TRECHO DO TEXTO:
════
Assim como em outros anos, o indulto não beneficia condenados por: violações ao Estatuto da Criança e do Adolescente, racismo, crime hediondo, tortura, estupro, latrocínio, fraudes em licitação, integrar organização criminosa e terrorismo, entre outros. 

No Brasil, é tradição que o decreto seja publicado perto de 25 de dezembro e beneficie pessoas presas. A liberação, contudo, não é automática, e cada beneficiado deve pedir em separado sua soltura. 

O indulto tem inspiração humanitária e existe em grande parte das repúblicas, como Brasil, Portugal, França e EUA, entre outras. A ideia é perdoar crimes menores e beneficiar idosos e pessoas com doença grave, por exemplo. 

Em ao menos duas ocasiões, o STF suspendeu trechos do indulto de Natal na história recente. 

Em 2017, o decreto editado por Michel Temer foi suspenso na parte em que beneficiava pessoas condenadas por crimes do colarinho branco, como corrupção. Cerca de um ano em meio depois, entretanto, o plenário do Supremo decidiu validar todo o decreto, por entender se tratar de ato privativo do presidente da República. 

Em janeiro deste ano, o decreto editado em 2022 pelo então presidente Jair Bolsonaro também foi suspenso, na parte em que concedia o indulto aos policiais militares condenados pelo massacre do Carandiru. 

Leia o decreto completo.

Nota do IDD

O IDDD - Instituto de Defesa do Direito de Defesa divulgou nota na qual comemora o indulto de Natal publicado no último dia 23, no Diário Oficial da União. Leia a nota completa:

"Depois de quatro anos de concessão do perdão de penas restrito a alguns grupos, em 2023, a finalidade legal do indulto foi resgatada e o benefício voltou a ser impessoal, destinado à população carcerária no Brasil, com cerca de 832 mil presos, a terceira maior do mundo.
════
DADOS DO EXERCÍCIO:
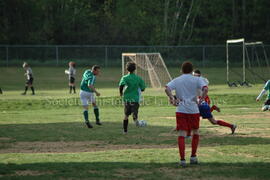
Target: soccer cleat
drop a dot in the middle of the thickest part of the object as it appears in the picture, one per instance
(183, 163)
(98, 123)
(88, 125)
(137, 123)
(194, 160)
(233, 128)
(265, 108)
════
TAREFAS A REALIZAR:
a: Reproduza a parte do trecho sobre o indulto de Natal que começa com as palavras "Assim como em" e termina com "grave, por exemplo.".
b: Responda com base no trecho sobre o indulto de Natal:
(i) Perto de que data é tradição publicar o decreto no Brasil?
(ii) Na suspensão de janeiro, a que condenados o decreto editado por Jair Bolsonaro concedia o indulto?
(iii) Segundo a nota do IDDD, quantos presos há no Brasil?
O material é um conjunto à parte, sem ligação com o trecho sobre o indulto de Natal.

SUAS RESPOSTAS:
a:
Assim como em outros anos, o indulto não beneficia condenados por: violações ao Estatuto da Criança e do Adolescente, racismo, crime hediondo, tortura, estupro, latrocínio, fraudes em licitação, integrar organização criminosa e terrorismo, entre outros. 

No Brasil, é tradição que o decreto seja publicado perto de 25 de dezembro e beneficie pessoas presas. A liberação, contudo, não é automática, e cada beneficiado deve pedir em separado sua soltura. 

O indulto tem inspiração humanitária e existe em grande parte das repúblicas, como Brasil, Portugal, França e EUA, entre outras. A ideia é perdoar crimes menores e beneficiar idosos e pessoas com doença grave, por exemplo.

b:
(i) Perto de 25 de dezembro.
(ii) Aos policiais militares condenados pelo massacre do Carandiru.
(iii) Cerca de 832 mil.